Locate every line in the listing below that contains the word "depicted" and copy each of those lines. Treat the match as case-sensitive.

Excerpts of labeled region data
START
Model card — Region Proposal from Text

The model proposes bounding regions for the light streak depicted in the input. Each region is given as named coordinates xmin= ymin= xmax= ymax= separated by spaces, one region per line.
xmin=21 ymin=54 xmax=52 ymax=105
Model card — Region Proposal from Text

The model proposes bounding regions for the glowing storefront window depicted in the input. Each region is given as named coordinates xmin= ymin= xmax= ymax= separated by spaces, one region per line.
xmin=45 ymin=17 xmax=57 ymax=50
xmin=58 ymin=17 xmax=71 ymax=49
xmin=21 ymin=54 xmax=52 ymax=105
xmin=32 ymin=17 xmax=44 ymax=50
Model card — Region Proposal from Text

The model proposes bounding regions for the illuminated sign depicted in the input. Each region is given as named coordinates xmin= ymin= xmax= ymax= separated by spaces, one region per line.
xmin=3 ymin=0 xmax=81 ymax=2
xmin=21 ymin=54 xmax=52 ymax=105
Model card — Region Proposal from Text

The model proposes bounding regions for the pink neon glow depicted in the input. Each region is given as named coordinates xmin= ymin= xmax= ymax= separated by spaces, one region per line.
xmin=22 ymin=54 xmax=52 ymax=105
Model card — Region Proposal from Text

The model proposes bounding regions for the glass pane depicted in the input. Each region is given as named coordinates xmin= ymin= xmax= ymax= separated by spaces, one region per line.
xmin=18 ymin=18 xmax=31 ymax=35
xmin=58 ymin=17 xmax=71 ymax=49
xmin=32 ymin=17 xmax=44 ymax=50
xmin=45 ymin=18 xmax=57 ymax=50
END
PROBLEM SOLUTION:
The model proposes bounding regions for the light streak depicted in the input. Each region is given as named coordinates xmin= ymin= xmax= ymax= separated by spaces, one region per line.
The model proposes bounding regions for the glowing storefront window depicted in the input. Each region is given as named coordinates xmin= ymin= xmax= ymax= separated by spaces, one region per line.
The model proposes bounding regions for the illuminated sign depicted in the input. Each region is given as named coordinates xmin= ymin= xmax= ymax= separated by spaces, one region per line.
The model proposes bounding regions for the pink neon glow depicted in the input. Each region is given as named coordinates xmin= ymin= xmax= ymax= separated by spaces, one region per line.
The model proposes bounding regions for the glass pane depicted in the input. Each region is given as named coordinates xmin= ymin= xmax= ymax= separated by spaces, one region per line.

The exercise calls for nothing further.